Extracted data:
+===+

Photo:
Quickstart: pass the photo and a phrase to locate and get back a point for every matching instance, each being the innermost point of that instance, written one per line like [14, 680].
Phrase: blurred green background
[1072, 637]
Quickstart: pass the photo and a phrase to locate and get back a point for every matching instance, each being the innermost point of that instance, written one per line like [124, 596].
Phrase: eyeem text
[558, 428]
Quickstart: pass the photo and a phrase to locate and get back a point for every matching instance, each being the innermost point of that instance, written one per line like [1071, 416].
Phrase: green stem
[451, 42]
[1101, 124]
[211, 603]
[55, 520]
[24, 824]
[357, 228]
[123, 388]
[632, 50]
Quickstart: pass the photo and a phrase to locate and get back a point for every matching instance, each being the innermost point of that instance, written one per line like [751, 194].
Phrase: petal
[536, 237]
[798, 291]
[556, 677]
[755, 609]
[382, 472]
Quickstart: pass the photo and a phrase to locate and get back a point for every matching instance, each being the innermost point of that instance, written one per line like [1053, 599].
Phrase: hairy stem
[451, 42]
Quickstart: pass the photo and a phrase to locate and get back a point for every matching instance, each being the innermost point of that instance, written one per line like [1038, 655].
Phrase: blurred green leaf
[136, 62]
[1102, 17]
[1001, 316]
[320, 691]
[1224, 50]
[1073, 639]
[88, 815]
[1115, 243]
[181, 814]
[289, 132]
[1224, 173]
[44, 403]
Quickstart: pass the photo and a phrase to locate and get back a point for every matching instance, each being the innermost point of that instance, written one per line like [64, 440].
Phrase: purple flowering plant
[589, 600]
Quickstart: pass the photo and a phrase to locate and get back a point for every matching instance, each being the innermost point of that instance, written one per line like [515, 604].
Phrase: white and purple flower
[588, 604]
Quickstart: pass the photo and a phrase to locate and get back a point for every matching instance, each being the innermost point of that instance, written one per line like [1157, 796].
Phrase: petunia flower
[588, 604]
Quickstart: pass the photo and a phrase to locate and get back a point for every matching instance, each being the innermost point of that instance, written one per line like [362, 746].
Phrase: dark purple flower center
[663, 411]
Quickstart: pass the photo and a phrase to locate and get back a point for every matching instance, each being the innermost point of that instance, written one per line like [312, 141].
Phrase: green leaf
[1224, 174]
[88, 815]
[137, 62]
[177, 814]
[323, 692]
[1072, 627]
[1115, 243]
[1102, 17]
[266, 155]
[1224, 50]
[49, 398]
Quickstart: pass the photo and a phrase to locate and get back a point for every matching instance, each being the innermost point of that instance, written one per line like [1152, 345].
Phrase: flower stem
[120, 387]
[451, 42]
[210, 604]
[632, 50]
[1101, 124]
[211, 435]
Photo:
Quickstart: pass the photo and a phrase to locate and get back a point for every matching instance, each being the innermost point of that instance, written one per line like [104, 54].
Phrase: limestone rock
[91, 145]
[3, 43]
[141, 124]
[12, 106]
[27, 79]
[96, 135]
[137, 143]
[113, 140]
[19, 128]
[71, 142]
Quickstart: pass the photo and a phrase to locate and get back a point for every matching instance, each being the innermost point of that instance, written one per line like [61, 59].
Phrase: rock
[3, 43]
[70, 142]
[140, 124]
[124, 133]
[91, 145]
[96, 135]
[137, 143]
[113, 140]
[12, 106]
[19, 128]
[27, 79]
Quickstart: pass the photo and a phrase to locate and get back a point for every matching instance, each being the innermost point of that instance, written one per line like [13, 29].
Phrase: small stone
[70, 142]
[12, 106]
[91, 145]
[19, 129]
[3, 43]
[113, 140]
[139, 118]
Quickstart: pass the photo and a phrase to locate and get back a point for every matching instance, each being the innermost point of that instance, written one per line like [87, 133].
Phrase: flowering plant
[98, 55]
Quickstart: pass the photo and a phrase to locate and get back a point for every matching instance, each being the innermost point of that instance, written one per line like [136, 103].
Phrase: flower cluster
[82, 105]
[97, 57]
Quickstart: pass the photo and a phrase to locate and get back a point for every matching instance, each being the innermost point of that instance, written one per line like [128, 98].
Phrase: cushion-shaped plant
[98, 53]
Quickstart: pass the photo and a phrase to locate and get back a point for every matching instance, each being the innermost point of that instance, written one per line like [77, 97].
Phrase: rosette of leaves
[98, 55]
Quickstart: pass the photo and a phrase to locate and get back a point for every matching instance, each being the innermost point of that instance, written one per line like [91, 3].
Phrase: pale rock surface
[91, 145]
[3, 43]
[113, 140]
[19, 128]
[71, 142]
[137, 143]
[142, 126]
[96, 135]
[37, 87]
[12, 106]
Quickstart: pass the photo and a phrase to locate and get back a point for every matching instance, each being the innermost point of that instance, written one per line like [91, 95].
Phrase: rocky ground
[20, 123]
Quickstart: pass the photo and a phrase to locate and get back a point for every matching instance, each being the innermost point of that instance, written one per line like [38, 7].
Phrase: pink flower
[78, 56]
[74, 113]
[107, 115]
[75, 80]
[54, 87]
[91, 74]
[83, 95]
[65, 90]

+===+

Repeat the material, keeping every word exactly as it is.

Output of the task:
Photo:
Quickstart: pass the photo and a phrase to locate and get back a point for every matching instance, each being the innermost point of that instance, written one per line like [14, 680].
Phrase: blurred green background
[1072, 637]
Quickstart: pass the photo and a phrase to locate and get back a point for every matching instance, each being the innermost point of that instance, written one per line like [124, 596].
Phrase: eyeem text
[558, 428]
Quickstart: pass the photo and a phrase to locate and get back a point for every matching instance, each being the innermost point of that instance, written one per line like [1071, 416].
Phrase: green stem
[451, 42]
[1101, 124]
[211, 603]
[55, 520]
[24, 824]
[357, 228]
[123, 388]
[632, 50]
Quickstart: pass the photo and a phrase to locate and get back a point for every matching instance, each being the innermost point of that instance, written one per line like [751, 194].
Phrase: petal
[536, 237]
[798, 291]
[556, 677]
[755, 609]
[382, 472]
Quickstart: pass the photo and a phrase to locate and get back a point for every matching instance, each being the innermost point of that instance, written one per line like [1053, 599].
Phrase: hairy stem
[451, 42]
Quickstart: pass the photo and a phrase to locate and get back a point for every matching instance, each being the innermost point of that instance, written one per line like [1038, 655].
Phrase: blurred green leaf
[136, 62]
[1102, 17]
[1001, 316]
[320, 691]
[1224, 50]
[1073, 639]
[88, 815]
[1115, 243]
[181, 814]
[289, 132]
[1224, 173]
[44, 403]
Quickstart: pass the photo and a phrase to locate and get back a point for every matching instance, each being the innermost point of that instance, written one per line like [64, 440].
Phrase: purple flowering plant
[589, 600]
Quickstart: pass the photo and a phrase to locate and get back a point for every matching instance, each being the innermost point of that instance, written one per line like [515, 604].
Phrase: white and purple flower
[588, 604]
Quickstart: pass the photo and a phrase to locate and get back a point for every matching instance, each being the innermost point of that instance, written one per line like [1157, 796].
Phrase: petunia flower
[588, 604]
Quickstart: pass the photo and a phrase to locate and get back a point for every matching instance, each being the innermost point of that instance, written one per line like [362, 746].
Phrase: dark purple flower center
[663, 411]
Quickstart: pass the photo and a phrase to locate and get back a point for every matching instance, each being the innermost point of that instance, written one per line like [312, 141].
Phrase: green leaf
[1224, 174]
[88, 815]
[137, 62]
[177, 814]
[323, 692]
[1072, 627]
[1115, 243]
[1102, 17]
[266, 155]
[1224, 50]
[49, 398]
Quickstart: pass the photo and a phrase to locate and get back a point for every matching instance, each being the innermost point of that instance, written one per line like [1152, 345].
Phrase: flower stem
[120, 387]
[451, 42]
[210, 604]
[632, 50]
[1101, 124]
[211, 435]
Photo:
Quickstart: pass the photo and a phrase to locate and get back a point for every matching instance, each being the innermost point of that instance, written one per line like [104, 54].
Phrase: limestone rock
[91, 145]
[3, 43]
[141, 124]
[12, 106]
[27, 79]
[96, 135]
[137, 143]
[113, 140]
[19, 128]
[71, 142]
Quickstart: pass the photo and a phrase to locate and get back a point for every matching instance, each being the innermost point of that instance, written one per line like [61, 59].
Phrase: rock
[3, 43]
[70, 142]
[140, 124]
[124, 133]
[91, 145]
[96, 135]
[137, 143]
[113, 140]
[12, 106]
[19, 128]
[27, 79]
Quickstart: pass the photo and a phrase to locate and get back a point for every matching instance, each being the innermost point of that instance, written one per line like [13, 29].
Phrase: small stone
[70, 142]
[12, 106]
[91, 145]
[19, 129]
[3, 43]
[113, 140]
[139, 118]
Quickstart: pass the photo and a phrase to locate and get back a point for every matching instance, each being the innermost point of that instance, written one per line like [87, 133].
Phrase: flowering plant
[98, 55]
Quickstart: pass the photo and a phrase to locate and get back a point for every matching instance, each being the innermost point of that instance, written one per line like [136, 103].
Phrase: flower cluster
[82, 105]
[97, 57]
Quickstart: pass the photo and a phrase to locate and get back a point for every matching instance, each being the innermost point of that instance, written one per line like [128, 98].
Phrase: cushion-shaped plant
[98, 53]
Quickstart: pass the photo and a phrase to locate and get back a point for every matching instance, each being the innermost point of that instance, written one per line like [77, 97].
Phrase: rosette of leaves
[98, 55]
Quickstart: pass the photo and a phrase to locate and get back a point for every matching instance, each being the innermost point of that instance, written one per line like [91, 3].
Phrase: pale rock surface
[91, 145]
[3, 43]
[113, 140]
[19, 128]
[71, 142]
[137, 143]
[142, 126]
[96, 135]
[37, 87]
[12, 106]
Quickstart: pass the photo and a phrase to locate and get back a point for every matching instance, each being the innermost point of that instance, written one per line like [91, 95].
Phrase: rocky ground
[20, 123]
Quickstart: pass the photo and a phrase to locate and get back a point for every matching instance, each being the innermost point of that instance, written one per line like [38, 7].
Phrase: pink flower
[78, 56]
[74, 113]
[107, 115]
[75, 80]
[54, 87]
[91, 74]
[83, 95]
[65, 90]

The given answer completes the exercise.